# Fly Rod and Reel 4 Sale



## seminolewind (Oct 1, 2007)

I have a Penn International 2.5G with a spare spool in good condition both spools have line and backing also has owners manual. The rod is a Sage 2 piece RPL rod 9 weight. The rod looks brand new and comes with rod sock and aluminium tube. Asking $350 obo for everything pm me or call 850-529-8647. Thanks Justin


----------



## Worn Out (May 10, 2008)

*...that is tempting...*

...might have to take up "flail fishing"...


----------



## seminolewind (Oct 1, 2007)

Make me an offer on it


----------



## Thrillbillies (Apr 3, 2010)

*Have a photo*

Do you happen to have a photo of it. Im mostly interested in the reel!!


----------



## timeflies (Oct 3, 2007)

▶ **EXTRACTED INFORMATION**:

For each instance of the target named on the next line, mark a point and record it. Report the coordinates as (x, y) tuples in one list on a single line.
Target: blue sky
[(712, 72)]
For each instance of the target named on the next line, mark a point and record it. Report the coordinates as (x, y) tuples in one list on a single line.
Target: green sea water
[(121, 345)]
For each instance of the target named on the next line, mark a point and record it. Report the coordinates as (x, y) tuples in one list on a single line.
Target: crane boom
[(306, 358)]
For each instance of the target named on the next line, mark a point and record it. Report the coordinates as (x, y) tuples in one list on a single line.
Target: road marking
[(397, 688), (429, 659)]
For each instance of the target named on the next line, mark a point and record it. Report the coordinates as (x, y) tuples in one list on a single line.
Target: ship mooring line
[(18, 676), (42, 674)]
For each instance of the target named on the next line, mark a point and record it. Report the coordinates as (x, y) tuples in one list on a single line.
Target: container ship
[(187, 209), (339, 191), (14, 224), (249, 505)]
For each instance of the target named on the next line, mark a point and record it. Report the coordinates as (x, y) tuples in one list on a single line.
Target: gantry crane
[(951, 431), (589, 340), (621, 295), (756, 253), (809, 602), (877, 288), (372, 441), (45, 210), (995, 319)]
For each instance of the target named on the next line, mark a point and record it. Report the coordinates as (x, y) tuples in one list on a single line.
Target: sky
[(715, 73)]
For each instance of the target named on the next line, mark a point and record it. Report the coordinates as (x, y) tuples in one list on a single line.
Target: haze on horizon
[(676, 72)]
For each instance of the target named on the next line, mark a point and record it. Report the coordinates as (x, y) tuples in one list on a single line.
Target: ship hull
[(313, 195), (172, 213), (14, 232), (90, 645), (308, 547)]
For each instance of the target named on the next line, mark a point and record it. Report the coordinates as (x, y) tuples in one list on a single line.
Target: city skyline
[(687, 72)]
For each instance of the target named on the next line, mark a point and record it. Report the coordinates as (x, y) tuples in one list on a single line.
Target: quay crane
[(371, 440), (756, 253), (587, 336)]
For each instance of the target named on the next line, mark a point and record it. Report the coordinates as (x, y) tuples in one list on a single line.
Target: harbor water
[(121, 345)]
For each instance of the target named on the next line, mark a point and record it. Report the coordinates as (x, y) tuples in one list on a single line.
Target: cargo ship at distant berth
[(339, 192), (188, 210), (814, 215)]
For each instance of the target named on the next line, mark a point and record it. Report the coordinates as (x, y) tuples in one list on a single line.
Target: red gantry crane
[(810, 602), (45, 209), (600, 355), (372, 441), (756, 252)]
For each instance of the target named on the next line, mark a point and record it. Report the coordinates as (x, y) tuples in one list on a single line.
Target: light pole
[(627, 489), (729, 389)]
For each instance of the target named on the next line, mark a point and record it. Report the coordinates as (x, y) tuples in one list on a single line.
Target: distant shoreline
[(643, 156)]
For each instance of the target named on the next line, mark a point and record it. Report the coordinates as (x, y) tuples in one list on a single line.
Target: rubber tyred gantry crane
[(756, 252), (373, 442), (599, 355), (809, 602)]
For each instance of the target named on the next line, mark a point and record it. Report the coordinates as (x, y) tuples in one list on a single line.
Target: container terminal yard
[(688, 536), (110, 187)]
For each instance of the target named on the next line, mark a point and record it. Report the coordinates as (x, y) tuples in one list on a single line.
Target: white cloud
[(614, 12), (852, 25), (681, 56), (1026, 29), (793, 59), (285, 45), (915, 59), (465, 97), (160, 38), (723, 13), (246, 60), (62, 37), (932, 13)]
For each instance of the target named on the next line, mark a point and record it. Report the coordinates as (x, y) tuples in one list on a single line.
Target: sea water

--

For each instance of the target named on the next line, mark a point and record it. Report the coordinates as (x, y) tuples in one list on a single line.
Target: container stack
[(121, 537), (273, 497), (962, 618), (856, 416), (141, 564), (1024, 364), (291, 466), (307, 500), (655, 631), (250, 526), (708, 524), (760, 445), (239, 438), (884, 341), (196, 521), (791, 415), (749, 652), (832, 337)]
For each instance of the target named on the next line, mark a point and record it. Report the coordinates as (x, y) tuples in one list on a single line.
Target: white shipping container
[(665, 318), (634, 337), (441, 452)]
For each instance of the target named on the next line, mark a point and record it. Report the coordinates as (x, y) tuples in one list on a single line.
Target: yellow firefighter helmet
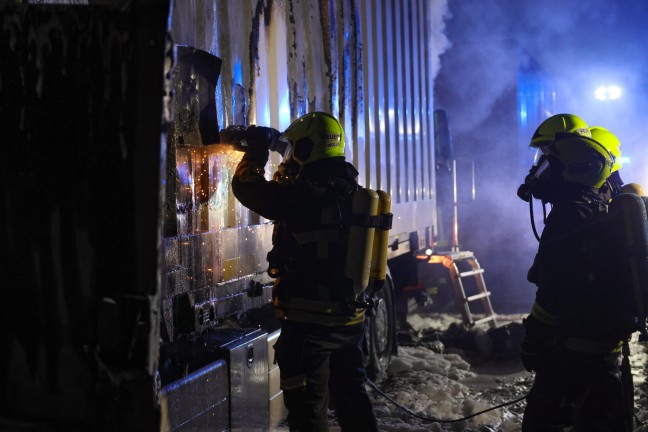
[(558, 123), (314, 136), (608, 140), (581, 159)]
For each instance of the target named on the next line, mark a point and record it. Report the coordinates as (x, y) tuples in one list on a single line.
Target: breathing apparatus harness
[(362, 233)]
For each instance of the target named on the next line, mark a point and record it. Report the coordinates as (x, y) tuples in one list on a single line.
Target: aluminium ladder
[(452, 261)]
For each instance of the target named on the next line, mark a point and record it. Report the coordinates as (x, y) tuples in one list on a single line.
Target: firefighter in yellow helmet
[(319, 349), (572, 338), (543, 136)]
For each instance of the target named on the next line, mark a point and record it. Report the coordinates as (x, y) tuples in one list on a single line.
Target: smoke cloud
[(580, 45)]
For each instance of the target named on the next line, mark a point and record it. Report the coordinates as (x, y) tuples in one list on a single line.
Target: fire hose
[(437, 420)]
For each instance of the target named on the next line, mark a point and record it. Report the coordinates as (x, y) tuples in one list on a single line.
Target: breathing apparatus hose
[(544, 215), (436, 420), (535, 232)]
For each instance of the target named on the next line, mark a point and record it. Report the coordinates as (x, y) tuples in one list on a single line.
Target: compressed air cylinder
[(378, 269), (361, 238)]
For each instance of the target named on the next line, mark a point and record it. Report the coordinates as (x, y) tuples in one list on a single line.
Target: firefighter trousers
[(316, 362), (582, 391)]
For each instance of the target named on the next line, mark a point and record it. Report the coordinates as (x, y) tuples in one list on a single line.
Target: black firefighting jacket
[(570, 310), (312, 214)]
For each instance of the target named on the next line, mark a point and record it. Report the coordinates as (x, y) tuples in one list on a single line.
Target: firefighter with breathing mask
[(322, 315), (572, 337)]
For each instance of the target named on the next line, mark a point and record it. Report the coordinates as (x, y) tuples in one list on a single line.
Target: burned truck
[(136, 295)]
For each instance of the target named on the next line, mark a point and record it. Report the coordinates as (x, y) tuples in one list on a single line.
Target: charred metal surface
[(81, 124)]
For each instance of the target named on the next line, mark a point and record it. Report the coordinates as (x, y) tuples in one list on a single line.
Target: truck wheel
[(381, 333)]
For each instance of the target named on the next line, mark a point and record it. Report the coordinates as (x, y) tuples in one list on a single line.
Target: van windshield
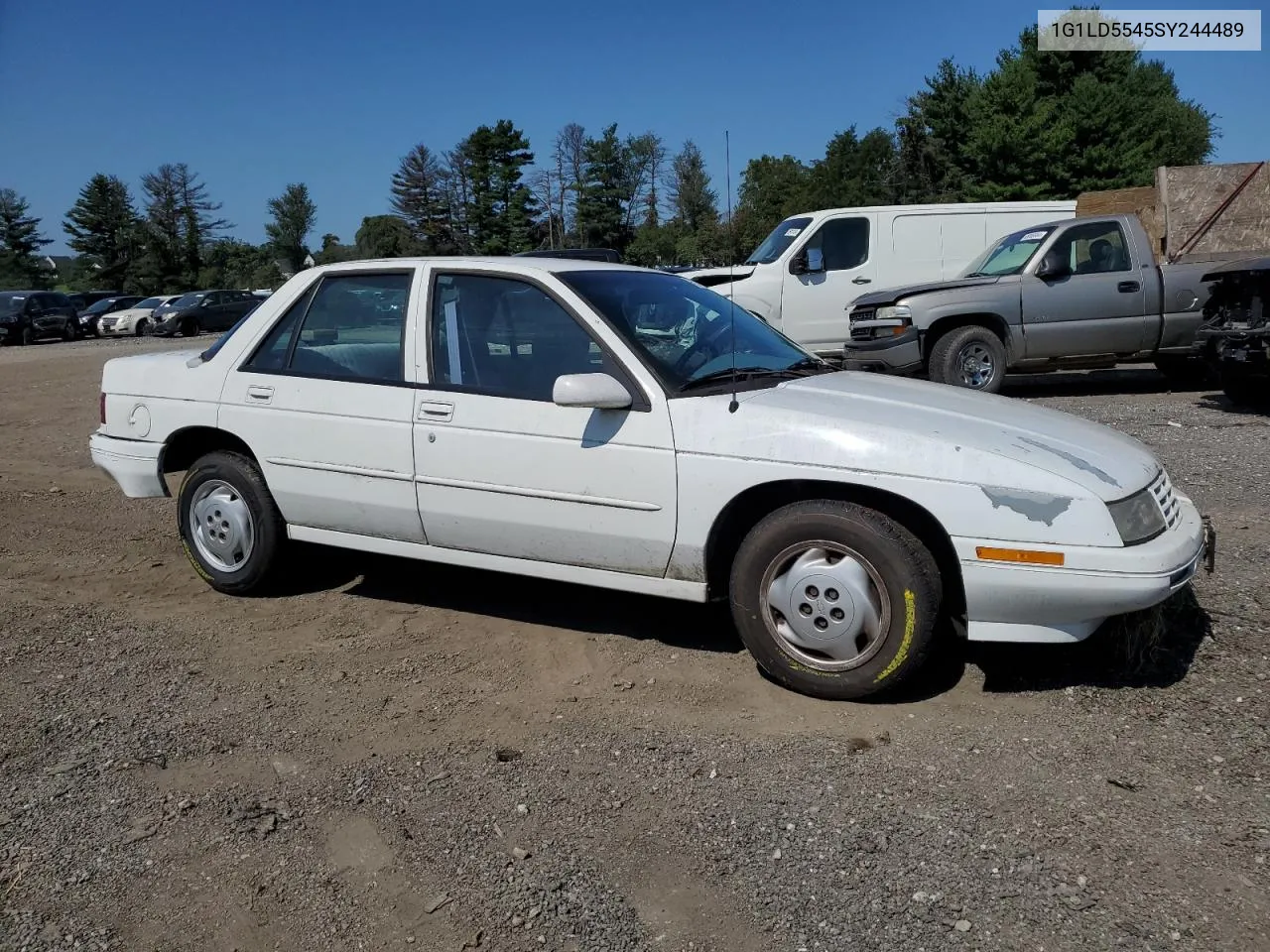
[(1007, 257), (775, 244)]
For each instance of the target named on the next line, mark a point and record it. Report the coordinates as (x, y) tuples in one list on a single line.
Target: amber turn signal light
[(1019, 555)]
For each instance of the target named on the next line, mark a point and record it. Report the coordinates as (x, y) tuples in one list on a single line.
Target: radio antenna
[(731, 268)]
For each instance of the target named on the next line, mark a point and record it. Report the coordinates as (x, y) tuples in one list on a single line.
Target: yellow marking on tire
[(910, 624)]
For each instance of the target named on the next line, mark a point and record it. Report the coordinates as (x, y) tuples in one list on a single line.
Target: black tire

---

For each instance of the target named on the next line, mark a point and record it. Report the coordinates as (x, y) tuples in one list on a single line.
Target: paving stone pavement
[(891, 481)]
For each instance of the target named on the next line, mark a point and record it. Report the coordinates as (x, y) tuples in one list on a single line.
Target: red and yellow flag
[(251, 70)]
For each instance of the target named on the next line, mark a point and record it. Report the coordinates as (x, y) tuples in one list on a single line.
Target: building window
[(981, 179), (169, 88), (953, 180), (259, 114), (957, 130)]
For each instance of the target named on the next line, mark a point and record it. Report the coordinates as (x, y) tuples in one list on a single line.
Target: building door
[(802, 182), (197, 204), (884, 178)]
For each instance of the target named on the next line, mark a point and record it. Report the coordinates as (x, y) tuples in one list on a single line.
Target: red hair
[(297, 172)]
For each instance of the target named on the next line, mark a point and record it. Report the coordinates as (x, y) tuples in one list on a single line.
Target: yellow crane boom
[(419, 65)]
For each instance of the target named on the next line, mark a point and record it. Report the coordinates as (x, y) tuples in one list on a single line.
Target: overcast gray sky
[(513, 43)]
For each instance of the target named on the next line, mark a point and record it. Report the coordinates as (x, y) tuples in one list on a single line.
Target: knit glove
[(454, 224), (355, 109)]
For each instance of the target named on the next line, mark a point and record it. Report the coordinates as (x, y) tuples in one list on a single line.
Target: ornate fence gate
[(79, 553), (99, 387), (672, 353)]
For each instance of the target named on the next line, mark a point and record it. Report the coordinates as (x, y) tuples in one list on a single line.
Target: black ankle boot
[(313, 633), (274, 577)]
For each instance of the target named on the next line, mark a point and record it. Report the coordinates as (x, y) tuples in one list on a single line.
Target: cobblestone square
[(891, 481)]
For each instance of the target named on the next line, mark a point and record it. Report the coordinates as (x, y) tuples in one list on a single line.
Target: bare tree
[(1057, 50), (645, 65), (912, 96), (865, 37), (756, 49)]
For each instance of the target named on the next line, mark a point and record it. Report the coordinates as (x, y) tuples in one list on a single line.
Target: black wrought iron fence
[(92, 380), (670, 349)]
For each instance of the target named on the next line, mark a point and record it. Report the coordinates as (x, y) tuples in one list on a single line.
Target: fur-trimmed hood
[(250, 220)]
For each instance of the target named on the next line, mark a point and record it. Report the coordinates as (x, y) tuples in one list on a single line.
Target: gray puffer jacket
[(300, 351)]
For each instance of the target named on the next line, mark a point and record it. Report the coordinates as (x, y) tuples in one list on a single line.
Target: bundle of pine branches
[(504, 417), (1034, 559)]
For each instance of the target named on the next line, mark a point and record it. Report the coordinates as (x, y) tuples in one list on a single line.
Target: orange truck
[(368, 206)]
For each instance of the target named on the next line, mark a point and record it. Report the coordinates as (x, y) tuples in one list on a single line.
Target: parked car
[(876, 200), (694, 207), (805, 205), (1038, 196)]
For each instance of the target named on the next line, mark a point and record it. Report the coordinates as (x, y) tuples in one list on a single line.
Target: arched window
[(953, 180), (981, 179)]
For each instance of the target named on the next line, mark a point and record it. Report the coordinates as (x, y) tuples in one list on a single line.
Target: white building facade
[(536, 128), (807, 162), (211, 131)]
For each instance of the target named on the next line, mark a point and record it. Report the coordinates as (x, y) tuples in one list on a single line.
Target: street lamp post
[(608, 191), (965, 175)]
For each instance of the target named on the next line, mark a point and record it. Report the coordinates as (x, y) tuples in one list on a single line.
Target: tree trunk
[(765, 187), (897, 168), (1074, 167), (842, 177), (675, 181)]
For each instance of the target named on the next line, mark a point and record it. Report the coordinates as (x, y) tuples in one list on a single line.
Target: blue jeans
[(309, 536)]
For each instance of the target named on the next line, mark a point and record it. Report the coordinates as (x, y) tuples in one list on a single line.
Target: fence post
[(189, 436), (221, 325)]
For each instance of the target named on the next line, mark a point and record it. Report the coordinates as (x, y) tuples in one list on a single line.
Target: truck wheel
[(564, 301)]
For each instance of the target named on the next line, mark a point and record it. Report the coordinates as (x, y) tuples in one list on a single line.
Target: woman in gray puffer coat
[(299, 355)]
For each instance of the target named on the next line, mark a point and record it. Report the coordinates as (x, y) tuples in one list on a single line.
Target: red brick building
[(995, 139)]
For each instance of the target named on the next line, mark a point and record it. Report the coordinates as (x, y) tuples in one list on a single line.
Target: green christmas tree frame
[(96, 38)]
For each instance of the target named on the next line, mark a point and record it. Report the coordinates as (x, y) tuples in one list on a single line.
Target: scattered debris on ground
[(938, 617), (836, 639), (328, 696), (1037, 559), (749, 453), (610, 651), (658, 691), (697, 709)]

▶ **LIST OF TASKS**:
1. Gather every line of the listing that contains the word "cloud", treating uppercase and lowercase as different.
2. Extend the fly rod and reel sale thread from the point where it stops.
The fly rod and reel sale thread has no connection to the listing.

▶ **OUTPUTS IN ORDER**:
1.
Target: white cloud
Target: smoke cloud

2.
I cant believe you are having trouble selling a sage! Someone buy this thing, you will have a solid rod that you could pass down to your youngins for sure.


----------



## Thrillbillies (Apr 3, 2010)

I'm hoping it stay for a couple more days I really would like the penn fly reel. Thats a good sage rod just all my rods are four piece. But to have a sage I dont think I would leave it at home


----------



## bthagewood (Jun 27, 2011)

still for sale?


----------



## Chris V (Oct 18, 2007)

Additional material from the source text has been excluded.